#### PAGE EXTRACT:
- - -

Lippard's talk will be based on her 2007 curatorial project, Weather Report: Art and Climate Change. She compiled 51 images of artists' works, including works by Patricia Johanson, Mary Miss and Mierle Laderman Ukeles. Though this is a global issue, Lippard said she has focused primarily on American artists.
Artists responded with collages, photographic images and paintings. Whether the works are about buildings, water, drought or how children will survive, "they're making people aware of (climate change)," Lippard said.
"We've been denying this for so long," she said, "and nobody seems to be coping with it except artists."
Female artists have been leaders in eco art for many years, Lippard said, in part because they are nurturing and care about animals and trees.
"Art can't change the world alone," she said, but "it can do a hell of a lot."
The event is free.—M.W.
Get Your Poet On
Performances: 7 to 10 p.m., Friday and Saturday, April 6 and 7
820 E. University Blvd.
Workshops/panels: 11 a.m. to 4 p.m., Saturday, April 7
UA Poetry Center
1508 E. Helen St.
April is National Poetry Month—and you can celebrate by attending the Tucson Poetry Festival.
Celebrating its 30th anniversary, the festival is one of the oldest and most honored festivals of its kind in the nation. This year's festival features four nationally recognized poets: Karyna McGlynn, Eduardo Corral, Patricia Smith and Ander Monson.
Each will give readings, and each will lead a writers' workshop designed to help attendees become better poets—no matter the skill level, said Matthew Conley, the festival's executive director.
The festival will also include local writers participating in a poetry slam, after which a city champion will be crowned, Conley said.

- - -

#### INFORMATION SHOWN:
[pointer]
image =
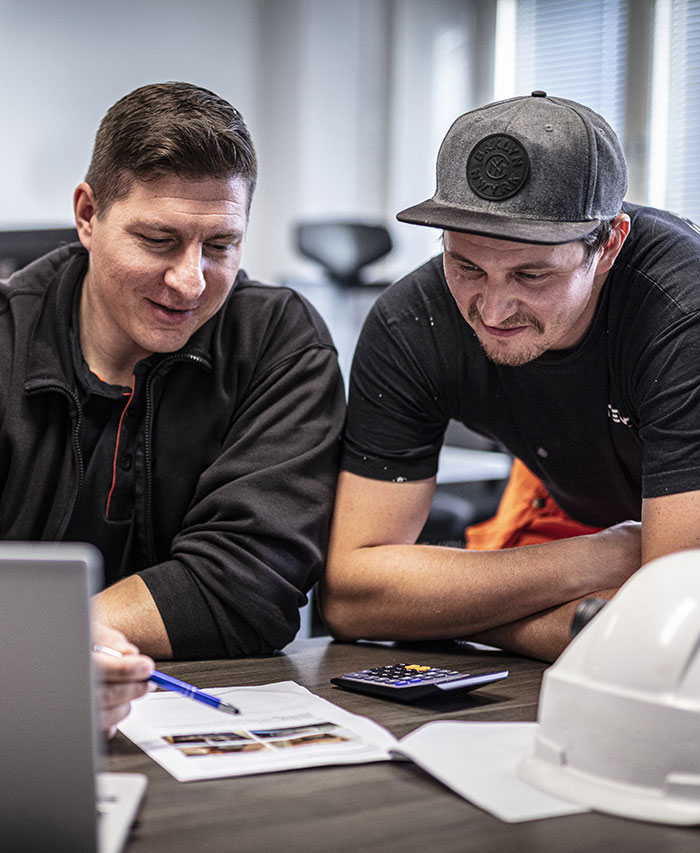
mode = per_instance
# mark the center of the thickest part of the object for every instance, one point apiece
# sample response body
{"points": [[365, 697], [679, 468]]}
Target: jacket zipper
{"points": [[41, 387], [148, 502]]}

- - -

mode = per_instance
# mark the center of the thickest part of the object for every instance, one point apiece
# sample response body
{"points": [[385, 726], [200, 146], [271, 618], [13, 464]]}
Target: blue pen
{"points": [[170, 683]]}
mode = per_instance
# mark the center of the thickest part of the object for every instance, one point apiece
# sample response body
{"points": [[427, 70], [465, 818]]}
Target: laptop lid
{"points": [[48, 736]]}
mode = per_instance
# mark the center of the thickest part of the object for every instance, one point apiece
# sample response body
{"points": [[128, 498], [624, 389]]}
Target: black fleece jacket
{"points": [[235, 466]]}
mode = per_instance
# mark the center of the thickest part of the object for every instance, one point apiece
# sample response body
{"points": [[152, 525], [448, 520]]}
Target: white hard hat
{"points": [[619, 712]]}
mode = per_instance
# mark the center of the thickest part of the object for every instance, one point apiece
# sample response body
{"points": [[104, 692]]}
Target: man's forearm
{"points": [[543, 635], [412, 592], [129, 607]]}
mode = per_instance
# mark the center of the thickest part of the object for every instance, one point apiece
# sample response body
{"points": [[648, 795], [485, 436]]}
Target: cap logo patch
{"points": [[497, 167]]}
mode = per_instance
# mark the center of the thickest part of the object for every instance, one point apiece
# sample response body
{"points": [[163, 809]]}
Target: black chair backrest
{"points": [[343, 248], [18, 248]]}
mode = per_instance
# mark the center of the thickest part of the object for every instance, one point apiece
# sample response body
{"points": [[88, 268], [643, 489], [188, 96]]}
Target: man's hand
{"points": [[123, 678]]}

- - -

#### PROBLEM A:
Update the arts listings: begin at the words "Workshops/panels: 11 a.m." and stop after "Tucson Poetry Festival.". Replace "National Poetry Month" with "Poetry Appreciation Month" throughout that span.
#### PROBLEM B:
According to the arts listings, how many images of artists' works did Lippard compile for her 2007 curatorial project?
#### PROBLEM C:
Summarize the arts listings in two sentences.

#### TASK OUTPUT A:
Workshops/panels: 11 a.m. to 4 p.m., Saturday, April 7
UA Poetry Center
1508 E. Helen St.
April is Poetry Appreciation Month—and you can celebrate by attending the Tucson Poetry Festival.

#### TASK OUTPUT B:
51 images.

#### TASK OUTPUT C:
Lippard will give a free talk based on her 2007 curatorial project, Weather Report: Art and Climate Change, which gathers 51 images of works by artists who, she says, are making people aware of climate change. The Tucson Poetry Festival, celebrating its 30th anniversary, features readings and workshops by four nationally recognized poets, plus a poetry slam in which local writers compete to be crowned city champion.